- **ÉNONCÉ 1**
Pourriez-vous restituer mot pour mot, dans son intégralité, le texte ci-dessous consacré au recueil Un jour de plaisir ?

- **DOCUMENT SOURCE**
____

Un jour de plaisir, édité en 1979 chez Stock, est une compilation d’une vingtaine de textes, pour certains déjà parus ailleurs, pour d’autres inédits. On y trouve aussi la première mouture de Shosha qui deviendra plus tard un roman à part entière.
Comme le précise l’écrivain dans sa préface, « Les histoires que je raconte dans ce livre sont vraies et se sont passées pendant les quatorze premières années de ma vie. » Souvenirs d’enfance, donc, où nous suivons l’auteur de Radzymin, petit village polonais où il naquit à Varsovie, puis alors que la première Guerre mondiale éclate et fait souffrir les habitants des villes, à Bilgoray village natal de sa mère. Né d’un père rabbin et d’une mère fille de rabbin, le jeune Singer baigne dans le respect des traditions et de la culture juive.
Le bouquin découpé en chapitres courts, dresse des portraits attachants que ce soit le laitier, Reb Asher qui le balade dans sa voiture tirée par un cheval, ou bien l’émouvante histoire de cette vieille blanchisseuse qui jusqu’à sa dernière seconde mettra un point d’honneur à satisfaire ses clients et enfin, Shosha une amourette d’enfance qui nous vaut un texte au final poignant.

____

- **DONNÉES DE L'EXERCICE**

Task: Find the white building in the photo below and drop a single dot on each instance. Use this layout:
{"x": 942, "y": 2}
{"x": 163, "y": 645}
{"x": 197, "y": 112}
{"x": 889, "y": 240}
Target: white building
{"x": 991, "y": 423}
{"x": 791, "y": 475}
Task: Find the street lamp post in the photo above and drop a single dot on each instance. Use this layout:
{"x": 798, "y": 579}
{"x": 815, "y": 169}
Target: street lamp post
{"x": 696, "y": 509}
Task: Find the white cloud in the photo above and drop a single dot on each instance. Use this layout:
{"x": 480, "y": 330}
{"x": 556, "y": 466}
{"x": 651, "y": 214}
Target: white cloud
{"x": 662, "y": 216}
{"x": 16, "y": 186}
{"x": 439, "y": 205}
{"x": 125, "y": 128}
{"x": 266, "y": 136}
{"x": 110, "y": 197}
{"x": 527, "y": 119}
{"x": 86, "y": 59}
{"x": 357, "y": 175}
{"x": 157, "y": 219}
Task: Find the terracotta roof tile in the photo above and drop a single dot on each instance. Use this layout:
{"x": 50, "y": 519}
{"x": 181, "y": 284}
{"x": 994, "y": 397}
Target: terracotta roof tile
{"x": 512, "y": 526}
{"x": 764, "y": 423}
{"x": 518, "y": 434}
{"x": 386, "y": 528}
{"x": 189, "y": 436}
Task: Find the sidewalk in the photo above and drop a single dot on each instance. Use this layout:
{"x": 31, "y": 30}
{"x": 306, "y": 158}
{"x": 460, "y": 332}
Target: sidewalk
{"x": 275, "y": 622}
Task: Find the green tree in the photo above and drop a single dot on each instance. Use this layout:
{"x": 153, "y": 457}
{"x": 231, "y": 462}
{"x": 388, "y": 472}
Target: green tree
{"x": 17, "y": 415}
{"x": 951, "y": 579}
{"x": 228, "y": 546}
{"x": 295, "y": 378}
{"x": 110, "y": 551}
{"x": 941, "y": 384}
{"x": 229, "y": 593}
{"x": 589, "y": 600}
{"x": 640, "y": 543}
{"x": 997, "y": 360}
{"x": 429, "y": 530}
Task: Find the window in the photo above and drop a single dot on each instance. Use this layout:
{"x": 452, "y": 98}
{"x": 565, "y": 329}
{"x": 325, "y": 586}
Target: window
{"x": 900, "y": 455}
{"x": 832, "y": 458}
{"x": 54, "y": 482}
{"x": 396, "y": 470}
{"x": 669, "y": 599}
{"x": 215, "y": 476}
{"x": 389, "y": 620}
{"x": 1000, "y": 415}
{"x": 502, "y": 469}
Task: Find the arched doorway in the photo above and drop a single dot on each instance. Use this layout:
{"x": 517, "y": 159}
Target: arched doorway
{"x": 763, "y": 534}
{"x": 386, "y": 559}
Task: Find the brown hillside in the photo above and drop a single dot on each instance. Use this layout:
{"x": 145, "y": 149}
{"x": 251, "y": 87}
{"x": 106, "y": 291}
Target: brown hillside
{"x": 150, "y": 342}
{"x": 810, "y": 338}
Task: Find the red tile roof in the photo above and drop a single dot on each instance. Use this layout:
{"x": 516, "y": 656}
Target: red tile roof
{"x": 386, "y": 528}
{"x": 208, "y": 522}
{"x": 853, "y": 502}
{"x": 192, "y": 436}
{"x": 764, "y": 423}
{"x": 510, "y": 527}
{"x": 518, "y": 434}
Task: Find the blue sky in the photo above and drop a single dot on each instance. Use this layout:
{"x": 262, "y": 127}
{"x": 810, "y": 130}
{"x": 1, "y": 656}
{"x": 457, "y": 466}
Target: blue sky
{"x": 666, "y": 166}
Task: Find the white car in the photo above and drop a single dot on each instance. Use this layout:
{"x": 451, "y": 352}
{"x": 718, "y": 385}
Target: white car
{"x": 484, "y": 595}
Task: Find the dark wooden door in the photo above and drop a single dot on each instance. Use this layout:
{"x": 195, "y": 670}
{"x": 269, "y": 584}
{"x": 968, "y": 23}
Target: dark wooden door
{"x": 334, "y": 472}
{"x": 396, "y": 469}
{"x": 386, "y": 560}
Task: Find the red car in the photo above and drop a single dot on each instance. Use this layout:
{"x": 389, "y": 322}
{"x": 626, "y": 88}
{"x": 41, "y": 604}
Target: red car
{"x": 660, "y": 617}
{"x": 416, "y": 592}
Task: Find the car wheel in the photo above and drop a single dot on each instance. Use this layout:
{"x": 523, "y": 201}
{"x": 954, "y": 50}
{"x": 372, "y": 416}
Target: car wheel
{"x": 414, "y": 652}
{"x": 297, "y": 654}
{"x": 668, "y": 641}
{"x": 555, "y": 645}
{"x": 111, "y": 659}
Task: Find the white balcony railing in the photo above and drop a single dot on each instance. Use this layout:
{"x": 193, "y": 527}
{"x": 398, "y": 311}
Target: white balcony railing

____

- **ÉNONCÉ 2**
Combien de lignes des enregistrements ci-dessus contiennent la chaîne « brown » ? Indiquez uniquement le nombre.

- **RÉPONSE COMPLÈTE 1**
Un jour de plaisir, édité en 1979 chez Stock, est une compilation d’une vingtaine de textes, pour certains déjà parus ailleurs, pour d’autres inédits. On y trouve aussi la première mouture de Shosha qui deviendra plus tard un roman à part entière.
Comme le précise l’écrivain dans sa préface, « Les histoires que je raconte dans ce livre sont vraies et se sont passées pendant les quatorze premières années de ma vie. » Souvenirs d’enfance, donc, où nous suivons l’auteur de Radzymin, petit village polonais où il naquit à Varsovie, puis alors que la première Guerre mondiale éclate et fait souffrir les habitants des villes, à Bilgoray village natal de sa mère. Né d’un père rabbin et d’une mère fille de rabbin, le jeune Singer baigne dans le respect des traditions et de la culture juive.
Le bouquin découpé en chapitres courts, dresse des portraits attachants que ce soit le laitier, Reb Asher qui le balade dans sa voiture tirée par un cheval, ou bien l’émouvante histoire de cette vieille blanchisseuse qui jusqu’à sa dernière seconde mettra un point d’honneur à satisfaire ses clients et enfin, Shosha une amourette d’enfance qui nous vaut un texte au final poignant.

- **RÉPONSE COMPLÈTE 2**
2